* Source text:

While many patients opt not to read over-the-counter and prescription drug labels, those with low literacy sometimes cannot. Daunted by unfamiliar terminology and confusing or dense instructions, they may take the wrong dosage or be unaware of a potentially dangerous side effect. This is a serious concern for health providers who worry about complications or even fatalities that can result from medication misuse.
EDC’s Adult Literacy Media Alliance (ALMA) has developed “Health Smarts While You Wait,” a volunteer-based health literacy program implemented in clinic and hospital waiting rooms to help patients improve their health literacy and manage their healthcare more effectively.
Funded by the Josiah Macy, Jr. Foundation, the program addresses three critical skill areas: reading medical labels, managing multiple medications, and monitoring chronic illness in a medical journal.

* Dataset content:

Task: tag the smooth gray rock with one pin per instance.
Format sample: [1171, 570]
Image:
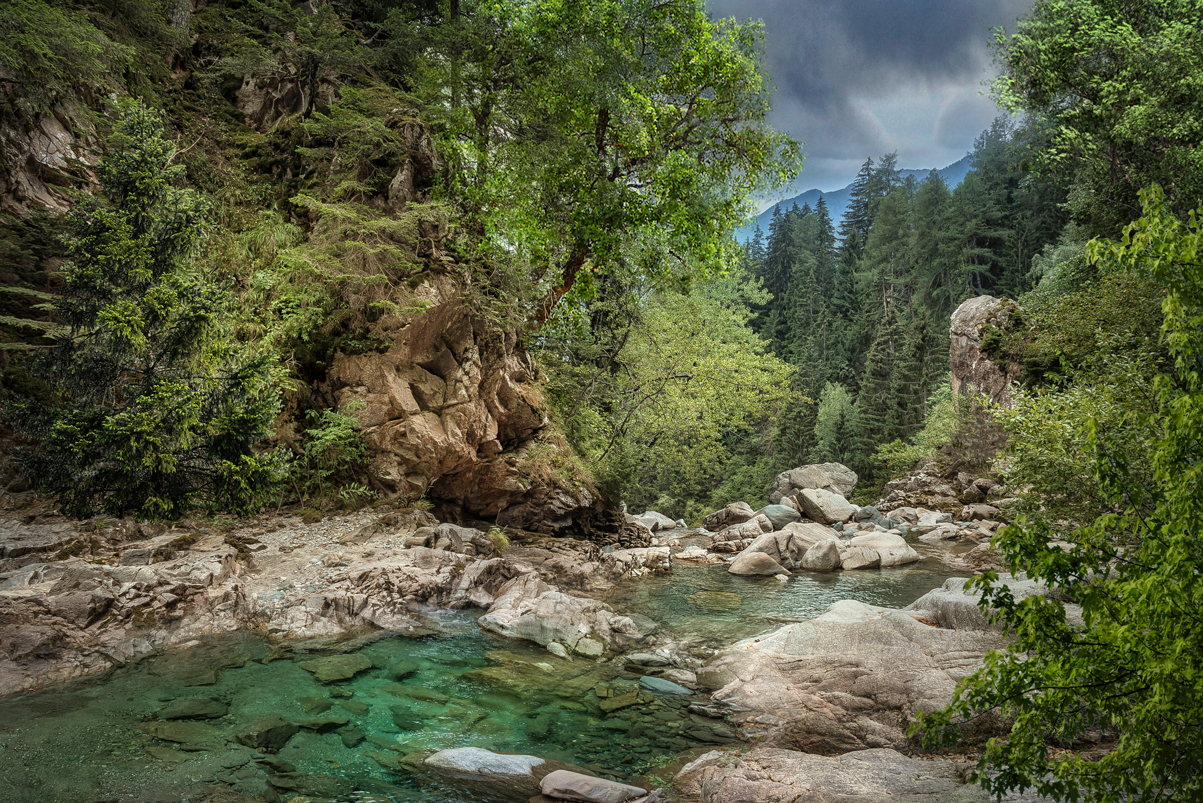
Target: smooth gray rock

* Required work:
#1 Answer these about the health literacy text:
(a) Which group developed "Health Smarts While You Wait"?
(b) Which foundation funds the program?
(c) In what settings is the program carried out?
#2 What are the skill areas the program covers, according to the health literacy text?
You can set the listing aside.

* Outputs in order:
#1
(a) EDC's Adult Literacy Media Alliance (ALMA)
(b) The Josiah Macy, Jr. Foundation
(c) Clinic and hospital waiting rooms

#2
- Reading medical labels
- Managing multiple medications
- Monitoring chronic illness in a medical journal